■ GOAL OF THE EXERCISE ■
Reproduce verbatim the line in which "Query: human arm" occurs, together with each line that follows it to the end of the listing, and nothing more.

■ RECORDS FOR THE TASK ■
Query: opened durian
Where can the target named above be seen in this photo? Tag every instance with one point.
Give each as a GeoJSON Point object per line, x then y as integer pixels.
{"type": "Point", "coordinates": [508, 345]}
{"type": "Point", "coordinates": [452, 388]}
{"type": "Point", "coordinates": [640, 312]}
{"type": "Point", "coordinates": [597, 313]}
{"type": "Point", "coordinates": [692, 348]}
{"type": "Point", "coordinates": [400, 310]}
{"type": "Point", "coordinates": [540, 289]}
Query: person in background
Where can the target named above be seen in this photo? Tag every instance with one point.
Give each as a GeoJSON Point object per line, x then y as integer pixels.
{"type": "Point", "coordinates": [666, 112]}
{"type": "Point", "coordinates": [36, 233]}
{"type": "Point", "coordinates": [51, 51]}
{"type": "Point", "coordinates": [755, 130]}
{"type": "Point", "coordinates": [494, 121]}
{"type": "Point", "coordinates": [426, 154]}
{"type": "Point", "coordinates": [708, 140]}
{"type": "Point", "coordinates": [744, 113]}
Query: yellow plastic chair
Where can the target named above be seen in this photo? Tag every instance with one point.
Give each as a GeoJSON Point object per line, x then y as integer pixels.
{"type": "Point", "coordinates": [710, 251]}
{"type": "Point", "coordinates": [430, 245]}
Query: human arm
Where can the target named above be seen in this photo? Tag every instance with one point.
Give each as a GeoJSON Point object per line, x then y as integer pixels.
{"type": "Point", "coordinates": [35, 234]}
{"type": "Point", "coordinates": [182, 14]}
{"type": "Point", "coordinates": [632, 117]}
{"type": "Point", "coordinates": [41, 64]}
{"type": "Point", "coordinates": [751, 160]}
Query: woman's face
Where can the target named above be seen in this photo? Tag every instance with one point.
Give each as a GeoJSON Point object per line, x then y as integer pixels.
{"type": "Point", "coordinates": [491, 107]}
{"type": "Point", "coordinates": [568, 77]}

■ RESULT OF THE EXERCISE ■
Query: human arm
Where can the target named above be seen in this photo? Tag every instance with one point.
Give each as a GeoJSON Point object per line, x then y as integer pixels.
{"type": "Point", "coordinates": [35, 234]}
{"type": "Point", "coordinates": [182, 14]}
{"type": "Point", "coordinates": [632, 117]}
{"type": "Point", "coordinates": [41, 64]}
{"type": "Point", "coordinates": [751, 160]}
Query: woman's face
Where can the target named above be seen in this photo? Tag every instance with one point.
Give each as a GeoJSON Point object per line, x then y as integer pixels.
{"type": "Point", "coordinates": [491, 107]}
{"type": "Point", "coordinates": [568, 77]}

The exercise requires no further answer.